[TEXTE FOURNI]:
□ □ □

Adam Green, crooner prolifique et élégant
En bon crooner désireux de progresser , Adam Green continue à produire des disques s'éloignant de l'anti folk et lorgnant vers la pop arrangée avec soin, en toute (apparente) décontraction. Sur Sixes and Sevens, notre (bel) homme s'évertue à démonter ses talents conjoints de chanteur à la voix gravement sexy (entre David Bowie et Lou Reed) et de songwriter universel s'inspirant des illustres anciens. Le résultat est souvent bluffant, très kitsh mais toujours inspiré et surprenant. S'il y a peut-être trop de chansons sur Sixes and Sevens, cet album comporte néanmoins son lot de réussites réjouissantes. Visiblement, Adam Green est loin d'avoir dit son dernier mot. Il n'est pas près de mûrir et tant mieux. Qu'il persiste à chanter ce qui lui passe par la tête et à tout faire comme bon lui semble : un jour, ça finira par toucher la foule ébahie. Là-dessus, on ajoute des paroles auxquelles personne ne comprendra jamais tout (ceci pour rassurer les non-anglophones), très bien articulées pourtant. Voilà un dangereux zinzin qui peut vous faire croire qu'on torche une bonne chanson avec trois fois rien Ce serait dommage de se priver de petites choses comme Homelife, propres à vous réconcilier avec l'humanité ou encore cette petite perle qu’est « It's a fine » et que je vous propose de savourer : doses de blues (mais un blues bricolé à la Green, donc un peu à la blague), flûte de Pan (cul-cul ?), glockenspiel ou tuba, choeur vaudou, paresse caraïbe...
Comments
un seul mot me viens à l'esprit : élégance. (en 8 lettres qui dit mieux...lol), tu parles bien de cet artiste encore trop méconnu il faut le reconnaître (un peu comme cette jolie anglaise folk dont tu m'avais parlé) mais bourré de talent ça c'est indéniable !!
Prolifique, foisonnant sont des adjectifs que portent admirablement M. Green. C'est un peu kistch mais ça marche à fond : j'aime bcp celle que tu as postée et puis Tropical Island !!!

□ □ □

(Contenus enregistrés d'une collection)
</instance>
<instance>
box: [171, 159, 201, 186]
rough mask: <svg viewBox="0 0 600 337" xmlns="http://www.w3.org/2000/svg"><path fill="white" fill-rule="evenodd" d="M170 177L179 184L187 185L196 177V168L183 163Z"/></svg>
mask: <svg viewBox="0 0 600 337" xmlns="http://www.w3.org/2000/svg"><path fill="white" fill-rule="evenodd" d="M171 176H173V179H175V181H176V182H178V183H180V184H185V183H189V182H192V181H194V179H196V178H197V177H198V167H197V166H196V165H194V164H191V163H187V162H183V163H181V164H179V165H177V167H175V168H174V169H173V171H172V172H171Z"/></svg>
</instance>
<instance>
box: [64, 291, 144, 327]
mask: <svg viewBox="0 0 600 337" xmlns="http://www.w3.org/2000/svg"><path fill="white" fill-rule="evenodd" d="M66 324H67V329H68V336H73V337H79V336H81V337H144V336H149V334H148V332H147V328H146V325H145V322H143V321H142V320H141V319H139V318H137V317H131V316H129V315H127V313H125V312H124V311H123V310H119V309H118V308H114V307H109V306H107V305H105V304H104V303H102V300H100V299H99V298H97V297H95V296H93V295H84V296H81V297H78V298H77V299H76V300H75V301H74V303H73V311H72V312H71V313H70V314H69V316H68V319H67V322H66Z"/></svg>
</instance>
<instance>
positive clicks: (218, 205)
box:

□ □ □

Recopiez fidèlement le passage de la chronique sur Adam Green qui va de « Prolifique, foisonnant sont » jusqu'à « Tropical Island !!! ».

Prolifique, foisonnant sont des adjectifs que portent admirablement M. Green. C'est un peu kistch mais ça marche à fond : j'aime bcp celle que tu as postée et puis Tropical Island !!!